**Goal:** Transcribe the lines of the records starting with the one that has "Look at the photo above. For each instance of the dirt" in it and ending with the last, and transcribe nothing else.
** BEGIN Extracted records **
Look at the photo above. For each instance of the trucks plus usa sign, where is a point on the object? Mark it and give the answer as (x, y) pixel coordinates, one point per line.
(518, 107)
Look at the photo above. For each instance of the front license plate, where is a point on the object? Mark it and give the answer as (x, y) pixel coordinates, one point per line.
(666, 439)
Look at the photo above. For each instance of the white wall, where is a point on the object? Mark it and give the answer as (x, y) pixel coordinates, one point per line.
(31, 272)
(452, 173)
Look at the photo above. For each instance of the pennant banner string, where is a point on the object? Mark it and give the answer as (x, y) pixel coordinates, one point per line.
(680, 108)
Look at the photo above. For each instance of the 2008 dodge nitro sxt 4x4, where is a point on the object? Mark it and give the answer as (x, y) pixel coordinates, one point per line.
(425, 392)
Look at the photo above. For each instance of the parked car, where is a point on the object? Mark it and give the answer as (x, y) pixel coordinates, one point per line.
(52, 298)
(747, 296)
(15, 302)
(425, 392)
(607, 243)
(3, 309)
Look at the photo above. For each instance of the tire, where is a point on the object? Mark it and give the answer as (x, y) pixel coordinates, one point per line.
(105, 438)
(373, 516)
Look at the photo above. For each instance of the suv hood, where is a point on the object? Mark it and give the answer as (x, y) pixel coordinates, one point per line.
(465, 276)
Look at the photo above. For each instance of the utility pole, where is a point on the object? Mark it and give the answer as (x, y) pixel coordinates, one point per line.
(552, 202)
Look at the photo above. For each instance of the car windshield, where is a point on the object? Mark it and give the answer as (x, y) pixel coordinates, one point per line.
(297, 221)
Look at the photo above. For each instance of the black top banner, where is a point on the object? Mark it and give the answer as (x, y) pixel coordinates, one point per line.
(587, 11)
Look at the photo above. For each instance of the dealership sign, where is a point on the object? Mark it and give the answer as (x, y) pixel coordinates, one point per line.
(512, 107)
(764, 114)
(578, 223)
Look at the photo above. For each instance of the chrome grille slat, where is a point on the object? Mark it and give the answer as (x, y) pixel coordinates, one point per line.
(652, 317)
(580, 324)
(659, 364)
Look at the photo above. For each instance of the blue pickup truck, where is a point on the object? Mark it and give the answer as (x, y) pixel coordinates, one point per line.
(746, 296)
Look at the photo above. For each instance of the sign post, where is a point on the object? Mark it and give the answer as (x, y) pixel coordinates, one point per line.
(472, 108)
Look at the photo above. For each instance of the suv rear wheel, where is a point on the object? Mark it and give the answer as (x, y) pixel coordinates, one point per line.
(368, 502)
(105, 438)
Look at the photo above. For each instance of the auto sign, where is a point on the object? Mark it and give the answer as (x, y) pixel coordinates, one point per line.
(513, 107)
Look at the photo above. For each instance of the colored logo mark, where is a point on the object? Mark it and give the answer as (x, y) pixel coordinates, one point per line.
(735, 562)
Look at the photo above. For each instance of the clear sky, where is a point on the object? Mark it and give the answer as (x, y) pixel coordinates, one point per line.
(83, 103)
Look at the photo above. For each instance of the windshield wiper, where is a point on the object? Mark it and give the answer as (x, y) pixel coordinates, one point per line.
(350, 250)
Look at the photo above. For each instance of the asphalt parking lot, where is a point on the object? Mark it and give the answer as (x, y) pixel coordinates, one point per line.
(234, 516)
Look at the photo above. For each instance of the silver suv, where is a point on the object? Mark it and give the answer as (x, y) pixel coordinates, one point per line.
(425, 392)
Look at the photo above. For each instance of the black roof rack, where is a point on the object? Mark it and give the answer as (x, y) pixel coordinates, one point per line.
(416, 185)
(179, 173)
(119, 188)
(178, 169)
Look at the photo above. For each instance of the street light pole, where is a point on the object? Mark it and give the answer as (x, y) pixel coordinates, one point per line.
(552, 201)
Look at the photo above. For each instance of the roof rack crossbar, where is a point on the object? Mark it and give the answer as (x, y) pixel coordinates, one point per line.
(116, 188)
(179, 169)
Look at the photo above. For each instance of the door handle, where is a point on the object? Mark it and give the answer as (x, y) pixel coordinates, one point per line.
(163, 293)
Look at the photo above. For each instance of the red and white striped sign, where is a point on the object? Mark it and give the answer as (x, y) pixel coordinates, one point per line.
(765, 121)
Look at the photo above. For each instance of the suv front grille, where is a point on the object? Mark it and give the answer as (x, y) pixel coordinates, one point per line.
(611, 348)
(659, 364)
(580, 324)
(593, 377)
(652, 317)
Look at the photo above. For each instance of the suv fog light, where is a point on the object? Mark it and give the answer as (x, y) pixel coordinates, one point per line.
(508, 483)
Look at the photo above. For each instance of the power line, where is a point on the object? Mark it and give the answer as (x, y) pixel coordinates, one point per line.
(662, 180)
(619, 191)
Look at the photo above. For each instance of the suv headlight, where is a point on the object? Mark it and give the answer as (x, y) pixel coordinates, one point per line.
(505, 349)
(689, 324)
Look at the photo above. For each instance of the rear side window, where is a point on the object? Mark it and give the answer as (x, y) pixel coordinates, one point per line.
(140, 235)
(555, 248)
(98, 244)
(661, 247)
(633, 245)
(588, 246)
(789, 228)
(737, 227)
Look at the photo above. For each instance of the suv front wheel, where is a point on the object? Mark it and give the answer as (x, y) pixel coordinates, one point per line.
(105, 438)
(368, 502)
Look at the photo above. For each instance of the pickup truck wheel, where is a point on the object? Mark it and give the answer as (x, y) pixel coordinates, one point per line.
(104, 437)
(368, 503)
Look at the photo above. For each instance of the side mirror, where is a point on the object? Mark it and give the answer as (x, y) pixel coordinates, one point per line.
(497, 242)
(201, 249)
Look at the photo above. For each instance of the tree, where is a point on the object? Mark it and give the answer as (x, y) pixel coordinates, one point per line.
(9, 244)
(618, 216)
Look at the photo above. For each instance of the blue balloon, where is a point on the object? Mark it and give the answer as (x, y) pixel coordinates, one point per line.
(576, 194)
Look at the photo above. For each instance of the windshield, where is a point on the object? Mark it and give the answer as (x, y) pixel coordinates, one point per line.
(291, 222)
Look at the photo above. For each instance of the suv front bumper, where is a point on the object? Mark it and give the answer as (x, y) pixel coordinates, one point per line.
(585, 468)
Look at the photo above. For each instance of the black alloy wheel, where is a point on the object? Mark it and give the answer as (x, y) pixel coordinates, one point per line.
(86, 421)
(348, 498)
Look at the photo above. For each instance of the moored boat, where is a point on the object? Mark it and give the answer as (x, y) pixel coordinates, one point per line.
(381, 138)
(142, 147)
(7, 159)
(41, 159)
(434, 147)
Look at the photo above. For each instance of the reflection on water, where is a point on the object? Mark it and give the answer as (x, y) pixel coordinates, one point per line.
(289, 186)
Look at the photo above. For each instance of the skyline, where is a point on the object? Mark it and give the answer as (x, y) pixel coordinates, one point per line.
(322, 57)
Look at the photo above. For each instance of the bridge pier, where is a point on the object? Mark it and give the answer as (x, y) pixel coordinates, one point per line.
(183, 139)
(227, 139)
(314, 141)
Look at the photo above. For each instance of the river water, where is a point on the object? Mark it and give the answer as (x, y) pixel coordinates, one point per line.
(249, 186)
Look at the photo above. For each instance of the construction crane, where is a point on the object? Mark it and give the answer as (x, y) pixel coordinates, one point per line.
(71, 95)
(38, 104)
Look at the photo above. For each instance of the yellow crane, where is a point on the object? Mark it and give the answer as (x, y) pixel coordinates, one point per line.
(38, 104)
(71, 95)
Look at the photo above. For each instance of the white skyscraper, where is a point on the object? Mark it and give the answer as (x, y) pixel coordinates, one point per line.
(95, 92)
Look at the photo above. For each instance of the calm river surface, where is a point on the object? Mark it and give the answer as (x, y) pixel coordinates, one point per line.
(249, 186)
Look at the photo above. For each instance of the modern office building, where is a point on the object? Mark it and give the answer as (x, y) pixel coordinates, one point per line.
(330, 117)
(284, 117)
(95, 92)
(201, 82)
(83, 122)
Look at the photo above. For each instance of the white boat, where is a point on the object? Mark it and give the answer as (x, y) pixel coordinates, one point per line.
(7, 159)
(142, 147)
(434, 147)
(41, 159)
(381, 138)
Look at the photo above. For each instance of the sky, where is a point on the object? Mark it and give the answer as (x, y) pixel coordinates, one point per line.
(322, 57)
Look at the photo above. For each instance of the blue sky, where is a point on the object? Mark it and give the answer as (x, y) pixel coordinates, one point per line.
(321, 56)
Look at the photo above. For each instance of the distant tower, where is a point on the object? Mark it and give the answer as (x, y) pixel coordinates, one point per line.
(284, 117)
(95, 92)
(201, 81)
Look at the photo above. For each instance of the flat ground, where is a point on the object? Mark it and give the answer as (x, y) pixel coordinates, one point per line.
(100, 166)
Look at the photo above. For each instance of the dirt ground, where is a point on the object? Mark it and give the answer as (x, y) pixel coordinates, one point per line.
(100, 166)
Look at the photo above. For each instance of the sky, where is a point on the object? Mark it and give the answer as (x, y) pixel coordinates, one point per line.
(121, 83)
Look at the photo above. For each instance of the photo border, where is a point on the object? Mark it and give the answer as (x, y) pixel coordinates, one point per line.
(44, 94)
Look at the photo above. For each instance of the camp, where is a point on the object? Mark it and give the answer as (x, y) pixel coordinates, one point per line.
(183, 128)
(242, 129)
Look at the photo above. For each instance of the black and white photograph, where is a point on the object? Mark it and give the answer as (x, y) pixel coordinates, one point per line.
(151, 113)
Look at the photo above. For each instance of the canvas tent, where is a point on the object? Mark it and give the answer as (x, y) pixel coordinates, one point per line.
** END Extracted records **
**Solved exercise:**
Look at the photo above. For each instance of the dirt ground, where is a point on the object? Mark it and give the answer as (x, y) pixel coordinates, one point per line.
(100, 166)
Look at the photo above. For each instance of the sky, where is a point on the object? Mark it and give the answer as (x, y) pixel coordinates, one point per line.
(121, 83)
Look at the photo above. For each instance of the photo border, where is a point on the object? Mark it and give the answer as (x, y) pixel coordinates, one point per line.
(44, 94)
Look at the photo above. For each instance of the camp, where is a point on the object? Mark it and give the answer as (x, y) pixel coordinates, one point per line.
(183, 128)
(242, 129)
Look at the photo above. For each instance of the black and white photograph, where is a point on the object? Mark it and give the answer as (x, y) pixel coordinates, one point per line.
(151, 113)
Look at the photo above. For each instance of the canvas tent, where is a point on the object? Mark it and give the answer as (x, y) pixel coordinates, one point per line.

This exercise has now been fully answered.